◆ **Exercise instructions**
Report how many lines in the records below hold "part", with no other output.

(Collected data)
-=-=-=-=-

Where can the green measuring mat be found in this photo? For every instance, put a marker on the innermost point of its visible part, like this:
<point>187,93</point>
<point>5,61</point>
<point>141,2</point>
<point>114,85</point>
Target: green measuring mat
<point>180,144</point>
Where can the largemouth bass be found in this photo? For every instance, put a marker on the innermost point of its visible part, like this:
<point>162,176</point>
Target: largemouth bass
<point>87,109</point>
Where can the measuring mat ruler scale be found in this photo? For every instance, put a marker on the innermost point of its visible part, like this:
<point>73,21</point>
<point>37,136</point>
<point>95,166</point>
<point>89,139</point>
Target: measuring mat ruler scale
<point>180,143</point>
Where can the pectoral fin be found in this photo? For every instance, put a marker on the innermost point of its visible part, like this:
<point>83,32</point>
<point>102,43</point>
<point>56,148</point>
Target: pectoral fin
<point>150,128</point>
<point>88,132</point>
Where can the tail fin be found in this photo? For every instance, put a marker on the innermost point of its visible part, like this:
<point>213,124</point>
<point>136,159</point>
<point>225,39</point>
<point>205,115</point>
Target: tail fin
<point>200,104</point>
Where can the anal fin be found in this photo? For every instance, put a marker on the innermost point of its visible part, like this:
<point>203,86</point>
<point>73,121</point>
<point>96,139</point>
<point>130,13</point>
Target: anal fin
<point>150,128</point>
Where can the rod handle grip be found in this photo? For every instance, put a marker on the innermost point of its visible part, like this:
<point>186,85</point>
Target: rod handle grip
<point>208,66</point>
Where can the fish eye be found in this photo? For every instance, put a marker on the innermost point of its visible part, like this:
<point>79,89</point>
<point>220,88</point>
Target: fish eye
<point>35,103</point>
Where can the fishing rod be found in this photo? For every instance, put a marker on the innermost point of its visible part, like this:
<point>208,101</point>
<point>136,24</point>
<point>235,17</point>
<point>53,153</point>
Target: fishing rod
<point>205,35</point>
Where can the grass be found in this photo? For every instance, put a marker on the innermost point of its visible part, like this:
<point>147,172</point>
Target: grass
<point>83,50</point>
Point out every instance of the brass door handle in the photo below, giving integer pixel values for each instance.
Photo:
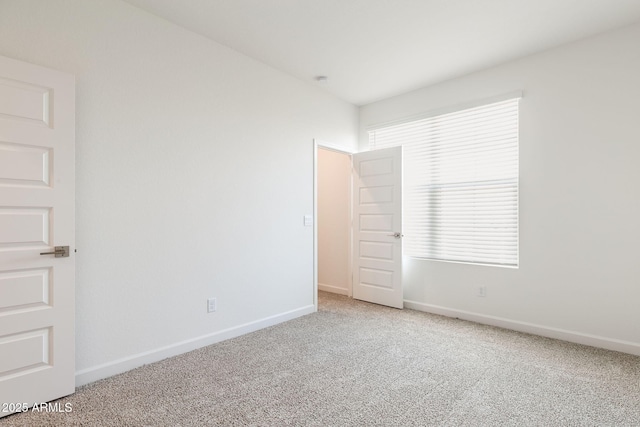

-=-=-=-=-

◆ **Response to the exercise**
10